--- Texto de lectura ---
Redacción (Martes, 23-07-2013, Gaudium Press) Al recorrer las bienaventuranzas – código sublime de la santidad – enunciadas por el Divino Maestro en el Sermón de la Montaña, retomando las promesas hechas al pueblo electo desde Abraham, se encuentran los medios por los cuales el verdadero cristiano puede alcanzar la felicidad eterna: la visión de Dios, la participación en la naturaleza divina, la vida eterna, el reposo en Dios.

1.jpgPor ahora trataremos de la séptima bienaventuranza: «Bienaventurados los pacíficos, porque serán llamados hijos de Dios» (Mt 5,9).
¿En qué consiste propiamente el ser pacífico, para ser llamado de hijo de Dios? Pacífico es aquel que busca primero establecer el orden en sí mismo, en seguida en los otros y, como consecuencia, en todas las cosas, analizando todo bajo el prisma sobrenatural, o sea, de la visión del propio Dios. Y ser llamado hijo de Dios, heredero de Cristo, es el supremo premio de esta bienaventuranza.

A la práctica de cada bienaventuranza evangélica somos asistidos con una virtud y un don del Espíritu Santo. En cuanto a la séptima, de la cual estamos tratando, cabe la virtud teologal de la caridad, la más excelente, la virtud prínceps, reina de entre todas, que sobrepasa los umbrales de la eternidad, sin la cual nada se hace, como afirma el Apóstol: «Aunque yo hablase las lenguas de los hombres y de los Ángeles, sino tengo caridad, soy como el bronce que suena, o como el címbalo que retiñe» (cf. Cor 13, 1).

Entradas de etiquetado de la posición de objetos:
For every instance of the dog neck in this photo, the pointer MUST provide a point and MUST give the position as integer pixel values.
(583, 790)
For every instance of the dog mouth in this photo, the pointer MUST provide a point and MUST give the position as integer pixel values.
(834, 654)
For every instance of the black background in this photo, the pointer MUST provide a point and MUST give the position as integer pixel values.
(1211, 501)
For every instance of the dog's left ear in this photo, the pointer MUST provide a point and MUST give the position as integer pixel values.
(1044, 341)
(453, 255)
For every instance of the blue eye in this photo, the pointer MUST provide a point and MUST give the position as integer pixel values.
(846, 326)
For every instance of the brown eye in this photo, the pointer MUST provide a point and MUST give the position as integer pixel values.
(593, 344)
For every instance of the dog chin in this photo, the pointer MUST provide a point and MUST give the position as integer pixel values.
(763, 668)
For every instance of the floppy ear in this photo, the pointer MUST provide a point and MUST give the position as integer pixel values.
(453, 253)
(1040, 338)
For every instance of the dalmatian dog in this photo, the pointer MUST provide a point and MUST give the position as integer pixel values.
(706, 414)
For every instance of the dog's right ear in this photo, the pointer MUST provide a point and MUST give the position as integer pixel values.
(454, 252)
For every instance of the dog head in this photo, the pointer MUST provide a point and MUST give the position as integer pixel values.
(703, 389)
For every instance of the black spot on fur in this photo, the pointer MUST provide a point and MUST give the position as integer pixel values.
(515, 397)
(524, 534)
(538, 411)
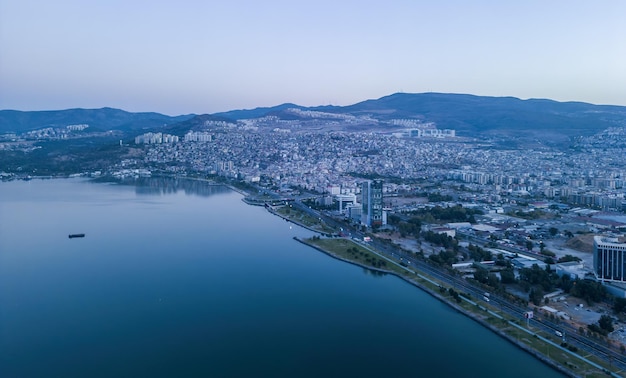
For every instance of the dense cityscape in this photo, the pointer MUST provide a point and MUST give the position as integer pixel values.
(498, 210)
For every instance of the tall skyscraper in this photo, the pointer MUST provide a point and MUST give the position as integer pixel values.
(609, 259)
(372, 203)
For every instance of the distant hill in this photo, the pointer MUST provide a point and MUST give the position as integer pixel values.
(469, 115)
(102, 119)
(203, 122)
(472, 115)
(478, 114)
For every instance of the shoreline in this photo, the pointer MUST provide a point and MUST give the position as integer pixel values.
(479, 319)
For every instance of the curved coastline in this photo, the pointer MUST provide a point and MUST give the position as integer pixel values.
(548, 361)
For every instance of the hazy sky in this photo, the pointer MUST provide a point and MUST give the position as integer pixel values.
(202, 56)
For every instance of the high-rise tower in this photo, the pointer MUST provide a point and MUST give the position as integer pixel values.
(372, 203)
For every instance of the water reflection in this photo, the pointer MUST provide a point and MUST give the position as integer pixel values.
(170, 185)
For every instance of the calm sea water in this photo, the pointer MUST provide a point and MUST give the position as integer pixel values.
(180, 279)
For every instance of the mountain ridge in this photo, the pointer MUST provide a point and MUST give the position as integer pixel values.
(466, 113)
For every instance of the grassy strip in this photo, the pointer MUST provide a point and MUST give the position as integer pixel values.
(300, 217)
(348, 250)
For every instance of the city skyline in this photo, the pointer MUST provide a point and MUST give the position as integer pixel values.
(205, 58)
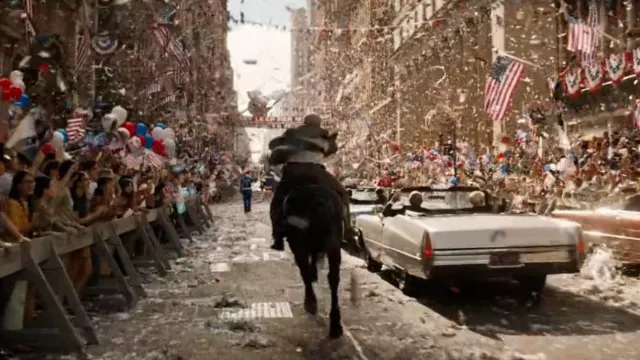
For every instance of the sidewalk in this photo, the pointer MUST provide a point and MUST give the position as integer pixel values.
(234, 298)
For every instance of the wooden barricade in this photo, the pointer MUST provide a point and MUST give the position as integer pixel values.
(44, 270)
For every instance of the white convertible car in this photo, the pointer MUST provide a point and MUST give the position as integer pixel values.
(447, 238)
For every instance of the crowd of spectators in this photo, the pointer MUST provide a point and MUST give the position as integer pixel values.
(49, 195)
(590, 170)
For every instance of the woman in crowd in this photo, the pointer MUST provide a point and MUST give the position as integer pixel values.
(103, 198)
(80, 266)
(127, 198)
(18, 212)
(51, 169)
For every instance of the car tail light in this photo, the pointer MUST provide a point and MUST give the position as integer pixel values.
(428, 247)
(580, 244)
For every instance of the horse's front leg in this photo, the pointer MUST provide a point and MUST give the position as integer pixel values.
(314, 267)
(335, 327)
(310, 301)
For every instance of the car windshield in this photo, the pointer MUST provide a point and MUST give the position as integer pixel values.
(364, 196)
(441, 199)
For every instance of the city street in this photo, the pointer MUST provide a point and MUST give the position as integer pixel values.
(233, 298)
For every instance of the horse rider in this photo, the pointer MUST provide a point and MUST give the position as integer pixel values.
(302, 151)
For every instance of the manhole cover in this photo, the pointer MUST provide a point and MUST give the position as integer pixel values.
(259, 311)
(219, 267)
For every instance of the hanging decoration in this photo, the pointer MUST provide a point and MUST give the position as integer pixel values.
(615, 67)
(572, 82)
(593, 76)
(636, 61)
(636, 115)
(104, 44)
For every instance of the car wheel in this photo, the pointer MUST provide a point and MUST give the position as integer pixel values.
(372, 265)
(407, 283)
(533, 283)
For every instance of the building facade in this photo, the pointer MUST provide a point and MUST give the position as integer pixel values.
(443, 51)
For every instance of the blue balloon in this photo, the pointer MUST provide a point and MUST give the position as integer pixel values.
(148, 141)
(141, 129)
(24, 101)
(64, 134)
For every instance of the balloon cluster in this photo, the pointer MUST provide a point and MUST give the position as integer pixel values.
(161, 140)
(12, 90)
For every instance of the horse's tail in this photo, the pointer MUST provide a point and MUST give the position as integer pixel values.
(314, 214)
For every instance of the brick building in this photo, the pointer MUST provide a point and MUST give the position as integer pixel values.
(443, 53)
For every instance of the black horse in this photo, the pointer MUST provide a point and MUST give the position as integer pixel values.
(312, 219)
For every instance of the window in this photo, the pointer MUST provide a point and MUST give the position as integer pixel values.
(397, 38)
(438, 4)
(428, 9)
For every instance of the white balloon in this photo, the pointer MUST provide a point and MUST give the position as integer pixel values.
(170, 147)
(124, 134)
(109, 122)
(120, 113)
(157, 132)
(57, 140)
(17, 78)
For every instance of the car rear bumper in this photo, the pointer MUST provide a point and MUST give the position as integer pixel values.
(486, 272)
(474, 263)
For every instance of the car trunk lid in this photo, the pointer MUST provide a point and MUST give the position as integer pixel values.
(479, 231)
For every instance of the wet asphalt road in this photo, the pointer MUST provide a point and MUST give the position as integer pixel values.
(233, 298)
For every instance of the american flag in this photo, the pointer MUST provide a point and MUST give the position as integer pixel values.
(152, 89)
(75, 129)
(28, 20)
(585, 37)
(153, 160)
(504, 77)
(168, 42)
(83, 50)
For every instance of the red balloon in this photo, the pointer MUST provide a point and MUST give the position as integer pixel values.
(5, 84)
(48, 149)
(131, 128)
(14, 93)
(157, 146)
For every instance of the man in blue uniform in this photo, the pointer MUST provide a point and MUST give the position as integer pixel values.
(245, 189)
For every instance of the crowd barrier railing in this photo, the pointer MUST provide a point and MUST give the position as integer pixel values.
(43, 267)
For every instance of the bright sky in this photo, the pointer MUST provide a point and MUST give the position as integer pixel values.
(270, 47)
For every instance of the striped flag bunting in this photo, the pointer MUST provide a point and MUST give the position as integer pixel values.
(75, 129)
(132, 162)
(181, 114)
(585, 37)
(83, 50)
(152, 89)
(502, 81)
(153, 160)
(593, 21)
(166, 41)
(28, 21)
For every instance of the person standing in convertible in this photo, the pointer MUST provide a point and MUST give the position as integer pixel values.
(246, 181)
(302, 151)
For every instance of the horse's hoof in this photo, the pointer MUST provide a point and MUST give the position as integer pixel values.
(311, 307)
(335, 332)
(277, 247)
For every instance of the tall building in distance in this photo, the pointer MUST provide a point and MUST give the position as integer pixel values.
(299, 47)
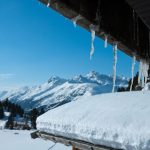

--- Planteamiento ---
Transcriba literalmente el pasaje del texto sobre las bienaventuranzas que comienza en "A la práctica" y termina en "Cor 13, 1).".

--- Resultado ---
A la práctica de cada bienaventuranza evangélica somos asistidos con una virtud y un don del Espíritu Santo. En cuanto a la séptima, de la cual estamos tratando, cabe la virtud teologal de la caridad, la más excelente, la virtud prínceps, reina de entre todas, que sobrepasa los umbrales de la eternidad, sin la cual nada se hace, como afirma el Apóstol: «Aunque yo hablase las lenguas de los hombres y de los Ángeles, sino tengo caridad, soy como el bronce que suena, o como el címbalo que retiñe» (cf. Cor 13, 1).